- Referring expression data
__________________________________________________
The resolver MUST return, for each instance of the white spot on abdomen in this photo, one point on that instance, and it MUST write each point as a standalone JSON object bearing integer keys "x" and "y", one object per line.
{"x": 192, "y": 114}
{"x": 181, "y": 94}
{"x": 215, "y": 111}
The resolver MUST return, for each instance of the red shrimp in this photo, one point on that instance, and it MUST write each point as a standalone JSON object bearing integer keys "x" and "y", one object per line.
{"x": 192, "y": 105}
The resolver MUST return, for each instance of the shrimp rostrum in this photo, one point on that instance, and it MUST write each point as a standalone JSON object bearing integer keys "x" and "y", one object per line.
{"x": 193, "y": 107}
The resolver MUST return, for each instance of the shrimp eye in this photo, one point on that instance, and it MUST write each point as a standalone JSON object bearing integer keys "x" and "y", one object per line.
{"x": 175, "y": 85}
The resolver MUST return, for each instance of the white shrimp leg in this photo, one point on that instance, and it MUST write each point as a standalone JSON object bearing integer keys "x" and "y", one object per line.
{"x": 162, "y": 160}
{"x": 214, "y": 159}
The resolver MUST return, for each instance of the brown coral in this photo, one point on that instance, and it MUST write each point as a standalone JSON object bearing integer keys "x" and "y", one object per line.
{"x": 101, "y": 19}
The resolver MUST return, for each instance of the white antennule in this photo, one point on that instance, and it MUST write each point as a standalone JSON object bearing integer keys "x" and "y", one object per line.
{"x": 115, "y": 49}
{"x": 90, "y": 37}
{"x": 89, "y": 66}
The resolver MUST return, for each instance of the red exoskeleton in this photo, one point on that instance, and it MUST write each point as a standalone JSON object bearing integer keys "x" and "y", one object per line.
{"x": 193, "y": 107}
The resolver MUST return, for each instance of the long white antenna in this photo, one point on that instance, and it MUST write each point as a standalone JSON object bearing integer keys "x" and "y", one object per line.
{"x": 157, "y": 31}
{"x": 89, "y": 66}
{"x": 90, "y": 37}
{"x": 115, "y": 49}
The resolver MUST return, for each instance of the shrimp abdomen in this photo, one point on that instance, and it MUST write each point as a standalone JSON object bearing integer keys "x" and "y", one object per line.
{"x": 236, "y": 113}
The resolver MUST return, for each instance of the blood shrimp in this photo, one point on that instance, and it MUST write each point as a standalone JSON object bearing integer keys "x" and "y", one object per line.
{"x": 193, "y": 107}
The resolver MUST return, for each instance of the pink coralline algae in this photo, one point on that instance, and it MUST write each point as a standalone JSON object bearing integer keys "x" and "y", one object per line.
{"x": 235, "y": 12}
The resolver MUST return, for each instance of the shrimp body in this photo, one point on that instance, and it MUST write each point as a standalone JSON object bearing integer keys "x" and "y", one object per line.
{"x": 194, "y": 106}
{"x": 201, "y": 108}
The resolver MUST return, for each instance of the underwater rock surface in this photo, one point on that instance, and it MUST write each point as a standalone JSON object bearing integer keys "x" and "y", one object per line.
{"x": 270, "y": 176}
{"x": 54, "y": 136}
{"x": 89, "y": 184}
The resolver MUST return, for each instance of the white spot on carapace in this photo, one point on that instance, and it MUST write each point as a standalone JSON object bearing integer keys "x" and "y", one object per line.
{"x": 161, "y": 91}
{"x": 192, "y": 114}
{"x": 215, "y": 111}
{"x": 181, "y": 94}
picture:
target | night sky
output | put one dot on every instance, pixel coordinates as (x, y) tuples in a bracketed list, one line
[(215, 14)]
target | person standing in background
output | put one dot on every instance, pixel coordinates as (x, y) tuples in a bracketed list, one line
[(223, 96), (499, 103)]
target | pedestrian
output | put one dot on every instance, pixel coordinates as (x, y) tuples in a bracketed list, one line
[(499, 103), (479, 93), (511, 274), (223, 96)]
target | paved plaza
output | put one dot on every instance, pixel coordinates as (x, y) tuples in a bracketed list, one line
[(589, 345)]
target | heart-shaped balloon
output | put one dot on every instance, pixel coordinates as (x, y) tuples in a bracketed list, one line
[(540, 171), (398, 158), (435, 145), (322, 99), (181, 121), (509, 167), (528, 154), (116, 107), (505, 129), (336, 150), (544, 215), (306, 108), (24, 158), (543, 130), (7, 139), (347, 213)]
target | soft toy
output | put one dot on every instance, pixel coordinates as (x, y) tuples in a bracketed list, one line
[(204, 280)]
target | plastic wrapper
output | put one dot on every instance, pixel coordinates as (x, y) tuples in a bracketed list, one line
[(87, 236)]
__________________________________________________
- TASK DESCRIPTION
Every line above holding the string "target" should be listed.

- OUTPUT OF THE TASK
target | night sky
target | person standing in background
target | pedestrian
target | paved plaza
target | heart-shaped balloon
target | soft toy
target | plastic wrapper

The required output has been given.